=== What you are asked to do ===
Among the lines below, take the one holding "Reviewer note: every instance of the walking", the one holding "Reviewer note: every instance of the person wearing", and all lines between them. Set them down exactly.

=== Data to examine ===

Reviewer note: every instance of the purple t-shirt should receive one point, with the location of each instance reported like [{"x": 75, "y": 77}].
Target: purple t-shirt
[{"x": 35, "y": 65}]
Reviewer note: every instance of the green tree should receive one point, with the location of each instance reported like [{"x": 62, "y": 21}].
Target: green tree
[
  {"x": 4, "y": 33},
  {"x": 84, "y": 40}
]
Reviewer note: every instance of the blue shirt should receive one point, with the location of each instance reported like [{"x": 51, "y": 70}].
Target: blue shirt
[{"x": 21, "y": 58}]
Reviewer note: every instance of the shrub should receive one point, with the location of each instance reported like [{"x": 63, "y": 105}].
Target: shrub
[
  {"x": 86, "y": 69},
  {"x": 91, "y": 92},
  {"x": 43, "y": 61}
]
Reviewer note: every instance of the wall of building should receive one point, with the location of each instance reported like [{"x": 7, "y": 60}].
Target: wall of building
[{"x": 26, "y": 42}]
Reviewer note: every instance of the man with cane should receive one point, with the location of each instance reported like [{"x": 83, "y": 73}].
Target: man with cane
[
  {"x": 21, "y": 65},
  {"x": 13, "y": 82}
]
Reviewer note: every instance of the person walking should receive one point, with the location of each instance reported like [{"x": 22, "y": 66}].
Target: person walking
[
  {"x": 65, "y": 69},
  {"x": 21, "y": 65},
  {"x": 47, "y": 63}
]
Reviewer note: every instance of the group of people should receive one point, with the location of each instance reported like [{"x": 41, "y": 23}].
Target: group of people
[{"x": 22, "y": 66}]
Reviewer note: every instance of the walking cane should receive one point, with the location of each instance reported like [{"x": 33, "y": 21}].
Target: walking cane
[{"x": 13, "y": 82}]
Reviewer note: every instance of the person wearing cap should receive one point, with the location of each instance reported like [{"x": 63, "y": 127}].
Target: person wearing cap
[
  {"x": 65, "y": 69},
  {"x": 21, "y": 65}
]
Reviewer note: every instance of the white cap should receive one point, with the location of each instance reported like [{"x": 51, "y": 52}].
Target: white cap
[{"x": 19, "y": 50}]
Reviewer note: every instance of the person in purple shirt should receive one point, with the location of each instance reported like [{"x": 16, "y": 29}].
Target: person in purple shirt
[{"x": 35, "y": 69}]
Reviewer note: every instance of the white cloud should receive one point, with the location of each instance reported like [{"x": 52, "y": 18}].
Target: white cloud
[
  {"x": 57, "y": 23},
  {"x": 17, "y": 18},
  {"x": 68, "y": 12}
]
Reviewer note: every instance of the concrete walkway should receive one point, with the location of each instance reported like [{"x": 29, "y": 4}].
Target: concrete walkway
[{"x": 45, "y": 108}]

===

=== Result of the task ===
Reviewer note: every instance of the walking cane should receive one point, with the location of each instance reported like [{"x": 33, "y": 21}].
Target: walking cane
[{"x": 13, "y": 82}]
Reviewer note: every instance of the person wearing cap should receive one point, with the location of each instance reported like [{"x": 63, "y": 127}].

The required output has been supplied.